Pero claro, nos fue dicho también que lo hermoso es amar a alguien con locura y, si eso es sólo una metáfora, no hay problemas a la vista, pero cuando eso es cierto, estamos ante una situación peligrosa.
Me permito insistir en la necesidad de quitarle a la locura esa mirada romántica que ve en ella visos de genialidad o excentricismo. La locura es algo doloroso que lastima al enfermo y a su entorno. Nada hay en ella de atractivo ni envidiable.
Lo difícil no es amar con locura, para eso basta con entregarse sin oponer resistencia a lo peor de nosotros. Lo difícil es amar sanamente, controlando la ira, el malhumor, poniendo palabras en lugar de actos y comprendiendo que la pasión, cuando está al servicio del erotismo, puede llevar a disfrutes maravillosos, pero cuando esa misma pasión se vuelca sin freno en las discusiones puede tener consecuencias lamentables.
No es sencillo manejar esto, porque la pasión suele desplazarse por los diferentes afectos y mezclarse de un modo indiscriminado; por eso muchas parejas después de grandes peleas, en las que no faltan los gritos e incluso el maltrato físico, terminan teniendo relaciones sexuales, como si la situación de violencia los erotizara.
Y es posible que así sea; ya que la violencia, muchas veces, es una manera errónea de incentivar la pasión en una pareja. Errónea porque, en esos casos, la pasión aflora de una manera destructiva. Lo cual nos lleva a la conclusión de que, así como el amor, tampoco la pasión es intrínsecamente buena o mala, sino que esto dependerá de qué es lo que haga arder con su fuego.
Recuerdo que siendo chico asistí a un encuentro en el cual un sacerdote nos habló de lo que él llamó «la Pasión del Cristo». Sentado en un banco escuché ese relato primero con curiosidad, luego con atención y finalmente con horror. Y ciertamente no entendí qué de todo lo que el sacerdote acababa de contarnos podía haber sido erotizante para Jesús. Tiempo después comprendí que pasión significa también padecimiento.
Resulta muy interesante ver que se utilice una misma palabra para hablar del máximo placer y del máximo dolor, porque es una forma en la que el lenguaje desnuda la dualidad esencial que recorre al ser humano desde su propia sangre: Eros y Tánatos, la pulsión de vida enfrentada y entremezclada todo el tiempo con la pulsión de muerte.
¿Puede cambiar una persona violenta?
El cambio, como ya dijimos, es algo posible, pero muy difícil. Es el fruto de un proceso que implica, antes que nada, reconocerse enfermo y entregarse a una ardua lucha por controlar sus impulsos en tanto que se encuentra el origen de tanta agresividad. Pero lo que de ningún modo existe es el cambio milagroso.

■ Líneas proporcionadas:
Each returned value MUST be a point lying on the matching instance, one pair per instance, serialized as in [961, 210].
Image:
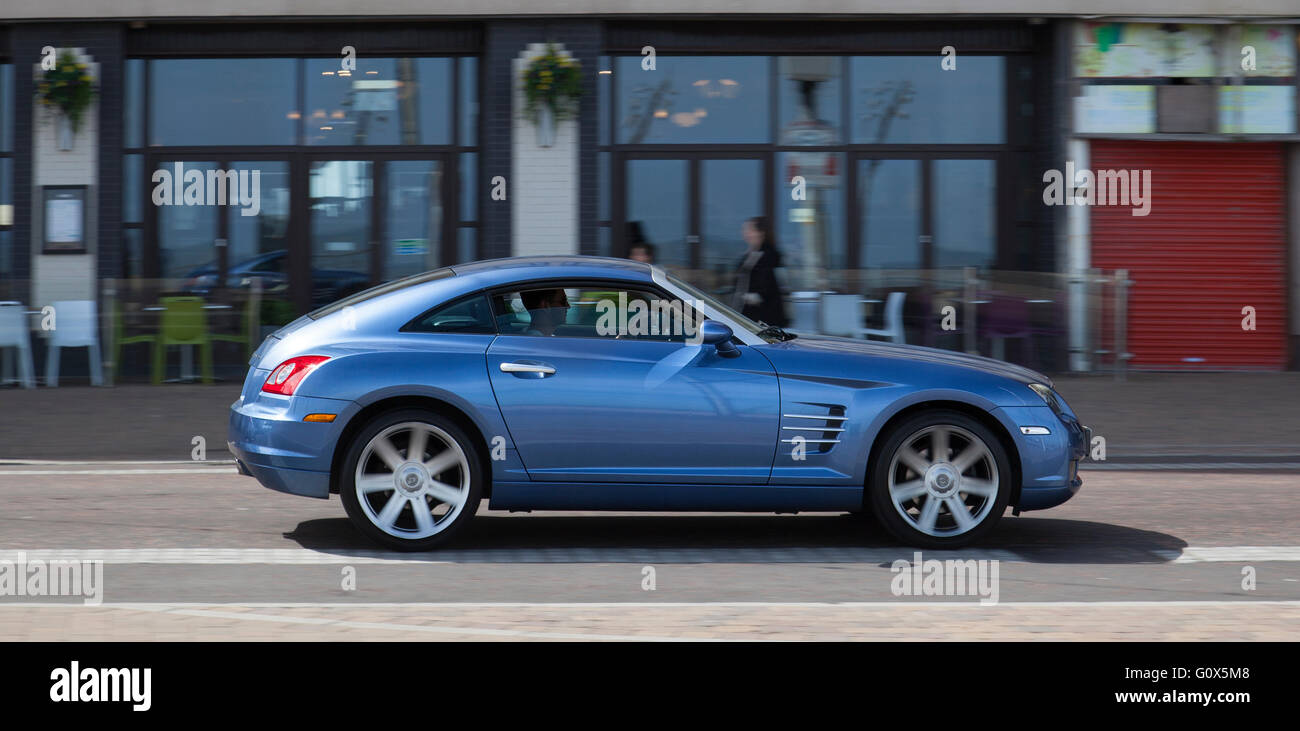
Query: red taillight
[286, 376]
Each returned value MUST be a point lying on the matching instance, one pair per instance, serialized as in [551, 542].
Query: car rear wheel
[411, 480]
[941, 480]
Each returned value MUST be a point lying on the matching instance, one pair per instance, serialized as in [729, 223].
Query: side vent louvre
[819, 425]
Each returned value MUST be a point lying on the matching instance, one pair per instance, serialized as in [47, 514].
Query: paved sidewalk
[1187, 622]
[1151, 415]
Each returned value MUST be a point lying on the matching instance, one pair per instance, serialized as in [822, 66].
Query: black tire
[406, 531]
[991, 476]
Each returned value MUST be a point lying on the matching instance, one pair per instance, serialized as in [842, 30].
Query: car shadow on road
[763, 537]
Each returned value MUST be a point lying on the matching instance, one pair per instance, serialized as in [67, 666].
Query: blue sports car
[577, 383]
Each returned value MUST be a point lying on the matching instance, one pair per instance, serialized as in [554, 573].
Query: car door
[588, 403]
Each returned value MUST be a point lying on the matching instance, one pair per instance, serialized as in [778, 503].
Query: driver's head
[546, 307]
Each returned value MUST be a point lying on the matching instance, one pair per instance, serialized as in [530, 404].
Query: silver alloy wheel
[412, 480]
[943, 480]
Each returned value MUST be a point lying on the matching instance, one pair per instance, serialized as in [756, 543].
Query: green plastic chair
[250, 325]
[120, 338]
[183, 323]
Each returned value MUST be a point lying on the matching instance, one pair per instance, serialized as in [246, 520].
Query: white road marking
[839, 554]
[185, 556]
[900, 602]
[1236, 554]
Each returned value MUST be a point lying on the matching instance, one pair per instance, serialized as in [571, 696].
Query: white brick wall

■ Ejercicios por resolver:
a) Según el texto sobre la pasión y la violencia, ¿qué otro significado tiene la palabra «pasión»?
b) Transcribe sin cambios, del texto sobre la pasión y la violencia, el fragmento comprendido entre «Recuerdo que siendo» y «significa también padecimiento.», ambos incluidos.
Estas líneas proceden de una fuente distinta a la del texto.

■ Resultados por ejercicio:
a) Padecimiento.

b)
Recuerdo que siendo chico asistí a un encuentro en el cual un sacerdote nos habló de lo que él llamó «la Pasión del Cristo». Sentado en un banco escuché ese relato primero con curiosidad, luego con atención y finalmente con horror. Y ciertamente no entendí qué de todo lo que el sacerdote acababa de contarnos podía haber sido erotizante para Jesús. Tiempo después comprendí que pasión significa también padecimiento.